■ **What to produce**
Rewrite all the records below, swapping every "photo" for "image" and changing nothing else. Leave the pictures out of your answer.

Object location annotation data
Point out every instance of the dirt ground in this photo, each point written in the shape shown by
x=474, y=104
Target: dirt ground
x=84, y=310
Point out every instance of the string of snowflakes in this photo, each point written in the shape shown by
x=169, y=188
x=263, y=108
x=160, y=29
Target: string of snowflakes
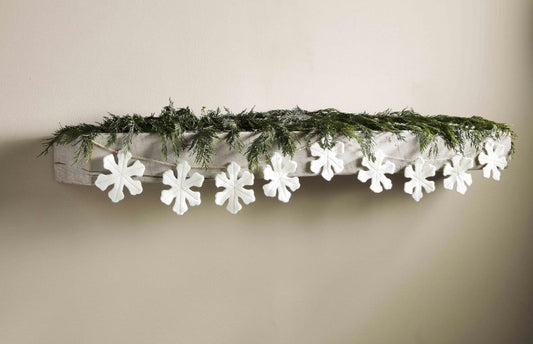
x=281, y=184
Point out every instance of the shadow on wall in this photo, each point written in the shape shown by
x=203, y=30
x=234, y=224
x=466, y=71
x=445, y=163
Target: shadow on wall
x=30, y=190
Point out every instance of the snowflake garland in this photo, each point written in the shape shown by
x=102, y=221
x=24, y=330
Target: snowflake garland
x=234, y=188
x=376, y=172
x=494, y=160
x=418, y=176
x=327, y=160
x=457, y=174
x=180, y=188
x=121, y=175
x=278, y=173
x=281, y=184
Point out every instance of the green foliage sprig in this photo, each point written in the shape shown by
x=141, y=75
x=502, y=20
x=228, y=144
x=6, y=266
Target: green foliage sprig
x=280, y=129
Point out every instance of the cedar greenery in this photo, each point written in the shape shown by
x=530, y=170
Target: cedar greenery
x=282, y=129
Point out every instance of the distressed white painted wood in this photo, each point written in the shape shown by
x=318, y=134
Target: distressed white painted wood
x=401, y=153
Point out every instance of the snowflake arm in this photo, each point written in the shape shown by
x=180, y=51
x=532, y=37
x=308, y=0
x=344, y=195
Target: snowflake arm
x=278, y=174
x=457, y=174
x=121, y=175
x=376, y=172
x=418, y=176
x=234, y=188
x=327, y=160
x=494, y=160
x=180, y=188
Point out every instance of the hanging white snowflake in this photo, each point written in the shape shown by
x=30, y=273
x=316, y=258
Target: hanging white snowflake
x=278, y=174
x=457, y=174
x=234, y=188
x=181, y=188
x=418, y=176
x=494, y=160
x=121, y=175
x=327, y=160
x=376, y=172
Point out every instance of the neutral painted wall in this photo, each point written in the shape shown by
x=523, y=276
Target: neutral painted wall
x=338, y=264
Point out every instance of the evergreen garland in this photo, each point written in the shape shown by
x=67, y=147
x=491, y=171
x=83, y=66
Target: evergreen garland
x=277, y=129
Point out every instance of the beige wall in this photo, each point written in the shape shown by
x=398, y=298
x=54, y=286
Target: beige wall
x=338, y=264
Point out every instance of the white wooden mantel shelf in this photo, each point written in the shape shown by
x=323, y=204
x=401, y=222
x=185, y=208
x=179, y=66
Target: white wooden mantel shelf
x=401, y=152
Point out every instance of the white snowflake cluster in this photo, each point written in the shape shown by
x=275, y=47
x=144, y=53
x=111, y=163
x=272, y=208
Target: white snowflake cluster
x=281, y=180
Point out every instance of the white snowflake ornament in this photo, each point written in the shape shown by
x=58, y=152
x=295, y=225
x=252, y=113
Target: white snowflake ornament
x=121, y=175
x=180, y=188
x=494, y=160
x=234, y=188
x=278, y=174
x=376, y=172
x=457, y=174
x=418, y=176
x=327, y=160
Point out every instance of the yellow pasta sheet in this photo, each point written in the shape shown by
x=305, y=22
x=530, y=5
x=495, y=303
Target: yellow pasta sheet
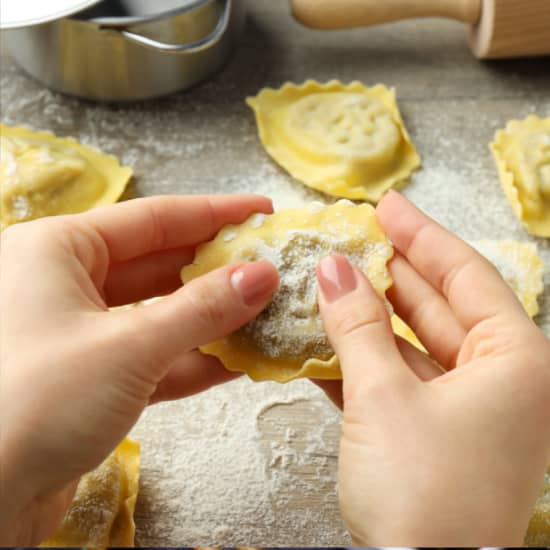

■ **The output**
Point out every instance of the dirt ground in this image, each point written in the shape shown by
x=474, y=104
Target: dirt ground
x=84, y=310
Point out every instance of the string of snowflakes in this image, each point written in the shape shown by
x=169, y=188
x=263, y=108
x=160, y=29
Target: string of snowflakes
x=281, y=184
Point out every instance of the shadow on wall in this image, each point written in the shape shown by
x=203, y=30
x=234, y=224
x=466, y=71
x=445, y=163
Target: shadow on wall
x=30, y=190
Point out every instance of the snowflake garland in this image, each point written in the shape shown by
x=102, y=221
x=24, y=330
Target: snowflake garland
x=234, y=188
x=376, y=172
x=494, y=160
x=418, y=176
x=327, y=160
x=457, y=174
x=180, y=188
x=121, y=175
x=278, y=173
x=281, y=184
Point out every instance of the green foliage sprig in this image, each point written in the shape shown by
x=141, y=75
x=502, y=20
x=228, y=144
x=6, y=266
Target: green foliage sprig
x=280, y=129
Point out every instance of the cedar greenery in this image, each point written in the shape shown by
x=530, y=170
Target: cedar greenery
x=282, y=129
Point out every instance of the distressed white painted wood in this image, each point written in the shape shown by
x=318, y=134
Target: distressed white painted wood
x=401, y=153
Point out every instance of the snowflake arm in this image, each point written in the shape shown by
x=180, y=51
x=532, y=37
x=308, y=0
x=344, y=195
Target: snowflake arm
x=278, y=174
x=457, y=174
x=121, y=175
x=376, y=172
x=418, y=176
x=234, y=188
x=327, y=160
x=494, y=160
x=180, y=188
Point out every instance of the hanging white snowflake in this image, each point written in the shape shown by
x=30, y=273
x=316, y=258
Target: hanging white snowflake
x=278, y=174
x=457, y=174
x=234, y=188
x=181, y=188
x=418, y=176
x=494, y=160
x=121, y=175
x=327, y=160
x=376, y=172
Point out every instance of the neutral painted wall in this image, each point written in the shape shown by
x=523, y=276
Target: neutral painted wall
x=338, y=264
Point out every instance of the evergreen garland in this image, each point written in the shape shown by
x=67, y=147
x=491, y=171
x=83, y=66
Target: evergreen garland
x=277, y=129
Point out every instance of the beige wall in this image, each point written in the shape shown by
x=398, y=298
x=54, y=286
Target: beige wall
x=338, y=264
Point out every instance of the white wooden mantel shelf in this image, each point written in the shape shown by
x=323, y=204
x=401, y=222
x=185, y=208
x=179, y=66
Target: white wooden mantel shelf
x=401, y=152
Point out every instance of the white snowflake cluster in this image, each point written in the shape shown by
x=275, y=47
x=144, y=53
x=111, y=163
x=272, y=208
Target: white snowflake cluster
x=281, y=180
Point out every instance of the white snowflake ornament in this image, each point written in the shape shown by
x=58, y=152
x=295, y=225
x=252, y=113
Target: white snowflake ornament
x=121, y=175
x=180, y=188
x=494, y=160
x=234, y=188
x=278, y=174
x=376, y=172
x=457, y=174
x=418, y=176
x=327, y=160
Point out every instance of the yellow pasta sheet in this image, each point written in the shape shown by
x=305, y=22
x=530, y=5
x=495, y=303
Target: yellow pasta sheet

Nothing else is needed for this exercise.